Excerpted records -
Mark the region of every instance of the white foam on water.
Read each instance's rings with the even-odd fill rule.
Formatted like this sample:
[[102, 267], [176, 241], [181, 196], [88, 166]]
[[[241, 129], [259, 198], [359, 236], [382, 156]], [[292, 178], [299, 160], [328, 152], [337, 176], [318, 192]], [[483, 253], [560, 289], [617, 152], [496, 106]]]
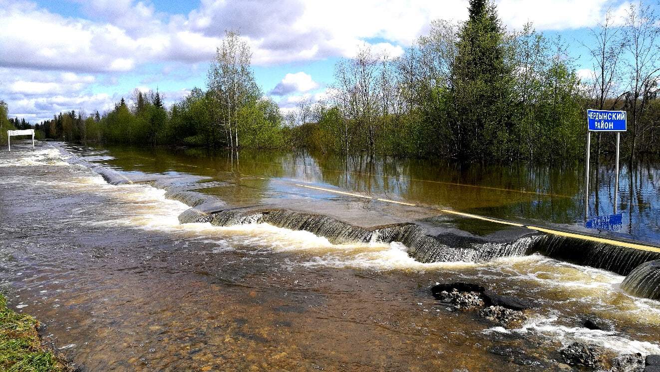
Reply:
[[56, 148], [40, 148], [21, 153], [16, 158], [0, 159], [0, 167], [68, 166], [64, 161], [67, 158]]
[[547, 337], [566, 346], [579, 342], [609, 349], [620, 355], [640, 353], [644, 356], [660, 354], [660, 345], [647, 341], [631, 340], [615, 332], [591, 330], [583, 327], [568, 327], [555, 324], [556, 317], [529, 319], [520, 328], [506, 330], [496, 326], [485, 330], [485, 333], [500, 332]]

Problem - Omit the pictures and restate the rest of the records verbatim.

Complete output -
Mark the region of every instance of the white foam on water.
Read each instance's rings with the even-odd fill rule.
Formatted like this sample:
[[102, 267], [176, 241], [181, 196], [88, 166]]
[[[241, 129], [259, 198], [359, 236], [382, 156]], [[292, 178], [299, 160], [328, 152], [337, 176], [318, 192]], [[483, 253], [560, 289], [617, 152], [496, 106]]]
Reply:
[[56, 148], [40, 148], [21, 153], [16, 158], [0, 159], [0, 167], [68, 166], [64, 161], [67, 158]]
[[547, 337], [566, 346], [579, 342], [609, 349], [620, 355], [640, 353], [644, 356], [660, 354], [660, 345], [647, 341], [631, 340], [615, 332], [591, 330], [583, 327], [568, 327], [555, 324], [556, 317], [529, 319], [520, 328], [506, 330], [496, 326], [485, 330], [485, 333], [500, 332]]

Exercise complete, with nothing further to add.